[CONSIGNES DE L'EXERCICE]:
• 1. D'après le texte sur Louise Erdrich, comment les Indiens étaient-ils considérés à la fin du XIXe siècle ?
• 2. Poursuivez le texte sur Louise Erdrich à la suite de sa dernière phrase.

[TEXTE FOURNI]:
※

Pour explorer le territoire de la jeune littérature indienne d’outre-Atlantique, il y a bien sûr la piste Sherman Alexie et il y a aussi la piste Louise Erdrich. Encore trop discrète, parsemée d’enchantements, cette piste-là sera bientôt une voie royale car on découvre peu à peu que l’auteur de La chorale des maîtres bouchers est aux Indiens d’Amérique du Nord ce que Toni Morrison est aux Noirs: une colporteuse d’espérance qui réinvente l’âme et les mythes de tout un peuple. Si Louise Erdrich écrit, c’est pour rabouter les fils épars de la mémoire, pour ravauder l’identité déchirée de ces communautés qui, au pays de Sitting Bull, vivent sur les décombres d’un passé légendaire. Pour la romancière, la littérature n’est donc pas un divertissement égotiste, mais un exercice spirituel. Une providentielle catharsis, qui lui permet de rallumer les feux vacillants d’un monde dont les rêves ont été sauvagement scalpés par le glaive de la Conquête. «Je pense que nous sommes en train d’assister au renouveau des cultures autochtones en Amérique du Nord, dit Louise Erdrich. A la fin du XIXe siècle, les Indiens étaient considérés comme des moribonds. Mais ils sont toujours là aujourd’hui, aussi surprenant que cela puisse paraître. J’ai des relations très régulières avec eux, je constate qu’ils sont encore résistants et solides. Je suis très fière de mon appartenance à cette communauté-là.»

※

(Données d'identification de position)

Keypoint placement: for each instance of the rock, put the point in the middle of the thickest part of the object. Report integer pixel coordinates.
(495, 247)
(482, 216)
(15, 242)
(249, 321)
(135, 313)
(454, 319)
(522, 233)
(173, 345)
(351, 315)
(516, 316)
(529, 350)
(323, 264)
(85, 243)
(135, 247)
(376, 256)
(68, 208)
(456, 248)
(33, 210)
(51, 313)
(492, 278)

※

[CORRIGÉ DE L'EXERCICE]:
• 1. Ils étaient considérés comme des moribonds.

• 2.
Fille d’une Indienne Ojibwa, née en 1954 à Little Falls (Minnesota) dans une famille de sept enfants, Louise Erdrich vit aujourd’hui à Minneapolis, où elle tient une librairie. Mais elle a aussi passé quelques années au Dakota du Nord, une région dans laquelle elle situe tous ses romans. En jouant de la plume comme son grand-père paternel - exilé d’Allemagne - maniait les couteaux de boucher: une prose acérée, alerte, dansante, née de la rencontre du conte merveilleux et du réalisme magique cher aux Latinos. «Mon but est toujours le même, non pas faire de l’ethnographie, mais raconter des histoires, découvrir le fabuleux sous le réel», explique Louise Erdrich. Et elle ajoute: «On me perçoit comme une Indienne, certes, mais c’est une définition trop étroite car j’ai la chance d’avoir deux origines culturelles très riches. Ma mère n’est pas seulement Ojibwa, elle est aussi française par ses racines, puisqu’elle a des ancêtres canadiens. Quant à mon père, il m’a rendue particulièrement sensible à la tradition allemande et à notre héritage d’immigrants sur le sol américain. Je suis donc le fruit du métissage. Mes romans reflètent ce brassage d’influences et de cultures.»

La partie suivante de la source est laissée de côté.